### [YOUR TASK]
Identify each line of the material below that contains the word "grass" and copy those lines out. Only matches with the same case count.
# DATASET ROWS start
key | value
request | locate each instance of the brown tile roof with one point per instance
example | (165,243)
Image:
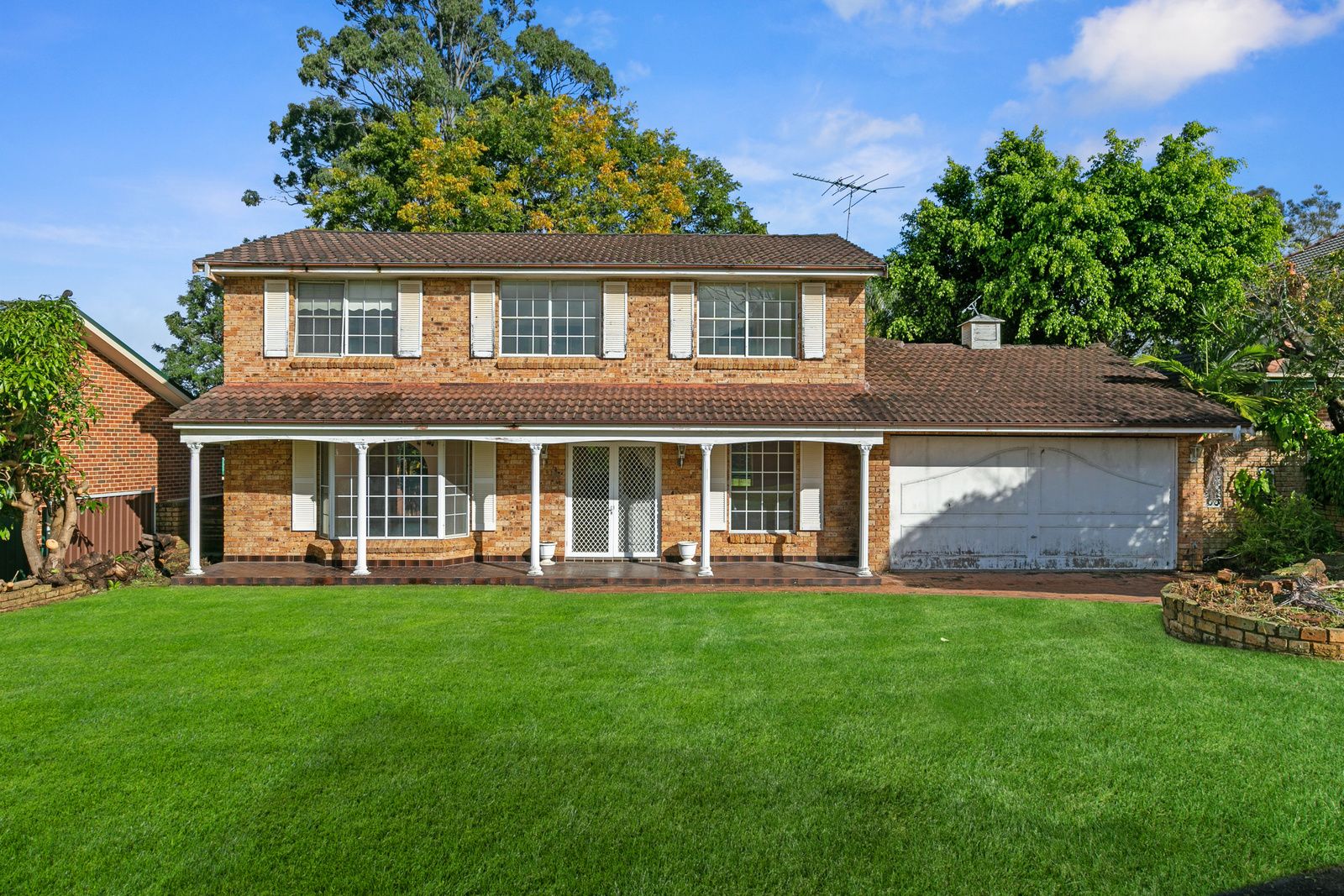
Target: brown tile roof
(1032,385)
(1320,249)
(510,403)
(942,385)
(550,250)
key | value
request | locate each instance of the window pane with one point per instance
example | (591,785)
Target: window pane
(456,488)
(761,486)
(371,316)
(573,315)
(522,317)
(319,317)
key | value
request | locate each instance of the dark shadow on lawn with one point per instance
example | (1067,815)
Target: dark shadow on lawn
(1323,882)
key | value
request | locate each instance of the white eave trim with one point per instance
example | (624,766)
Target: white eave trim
(591,273)
(1066,430)
(132,364)
(213,432)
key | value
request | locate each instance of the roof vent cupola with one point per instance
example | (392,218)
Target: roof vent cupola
(981,331)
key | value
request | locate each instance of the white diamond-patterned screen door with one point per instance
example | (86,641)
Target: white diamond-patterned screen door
(638,508)
(591,499)
(613,500)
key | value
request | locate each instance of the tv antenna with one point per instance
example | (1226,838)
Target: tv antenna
(850,190)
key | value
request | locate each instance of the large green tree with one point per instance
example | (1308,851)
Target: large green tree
(46,409)
(195,362)
(1120,251)
(394,54)
(531,163)
(405,74)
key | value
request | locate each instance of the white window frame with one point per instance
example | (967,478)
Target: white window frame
(746,338)
(344,317)
(327,521)
(550,317)
(732,490)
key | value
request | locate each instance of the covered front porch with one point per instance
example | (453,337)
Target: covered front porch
(566,574)
(750,504)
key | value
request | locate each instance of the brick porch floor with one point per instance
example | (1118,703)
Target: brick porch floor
(562,575)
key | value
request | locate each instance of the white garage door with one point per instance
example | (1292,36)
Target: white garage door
(1007,503)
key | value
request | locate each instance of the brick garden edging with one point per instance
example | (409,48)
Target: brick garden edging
(1189,621)
(42,594)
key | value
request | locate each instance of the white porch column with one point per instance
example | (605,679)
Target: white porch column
(706,452)
(864,510)
(535,553)
(194,512)
(362,510)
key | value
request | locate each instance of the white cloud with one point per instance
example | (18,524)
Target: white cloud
(921,11)
(1151,50)
(595,29)
(847,9)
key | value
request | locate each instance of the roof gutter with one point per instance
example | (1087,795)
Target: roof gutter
(215,271)
(1236,432)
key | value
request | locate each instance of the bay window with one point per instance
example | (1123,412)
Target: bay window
(749,320)
(549,317)
(416,490)
(761,486)
(346,317)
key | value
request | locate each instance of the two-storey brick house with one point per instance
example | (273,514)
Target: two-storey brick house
(438,398)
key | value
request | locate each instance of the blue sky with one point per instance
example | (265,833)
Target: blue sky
(131,130)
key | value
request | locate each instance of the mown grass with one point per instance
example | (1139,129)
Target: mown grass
(282,741)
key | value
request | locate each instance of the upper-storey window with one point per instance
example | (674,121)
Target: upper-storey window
(339,317)
(549,317)
(749,320)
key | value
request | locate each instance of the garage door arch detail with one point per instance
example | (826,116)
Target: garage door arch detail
(1014,503)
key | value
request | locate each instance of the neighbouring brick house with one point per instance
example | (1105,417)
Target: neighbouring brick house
(441,398)
(134,463)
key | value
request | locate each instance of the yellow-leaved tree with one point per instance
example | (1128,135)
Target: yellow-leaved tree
(548,164)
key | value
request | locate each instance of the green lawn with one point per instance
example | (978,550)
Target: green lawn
(512,741)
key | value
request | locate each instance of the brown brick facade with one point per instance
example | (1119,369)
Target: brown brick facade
(134,446)
(257,512)
(445,352)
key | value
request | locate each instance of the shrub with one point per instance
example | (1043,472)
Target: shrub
(1281,531)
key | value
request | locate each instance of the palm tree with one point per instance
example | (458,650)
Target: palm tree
(1227,365)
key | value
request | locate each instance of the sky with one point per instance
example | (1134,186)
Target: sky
(128,132)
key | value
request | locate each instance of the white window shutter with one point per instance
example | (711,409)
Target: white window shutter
(483,486)
(615,311)
(275,338)
(813,320)
(811,473)
(410,304)
(719,488)
(682,318)
(302,485)
(483,318)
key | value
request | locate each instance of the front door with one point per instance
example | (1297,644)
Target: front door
(613,501)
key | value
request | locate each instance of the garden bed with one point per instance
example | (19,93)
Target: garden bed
(1249,616)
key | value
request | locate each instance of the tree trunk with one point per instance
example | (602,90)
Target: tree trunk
(30,530)
(1335,407)
(65,517)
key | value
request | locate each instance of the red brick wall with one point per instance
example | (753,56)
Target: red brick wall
(445,356)
(134,446)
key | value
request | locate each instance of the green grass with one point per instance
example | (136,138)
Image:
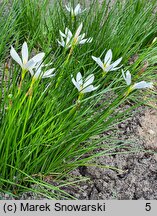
# DATASET ROWS end
### [WRITTEN SOLUTION]
request | locate each instance of the mown grass with one point per instance
Target: mown grass
request | locate each instance of the green grass with one point per instance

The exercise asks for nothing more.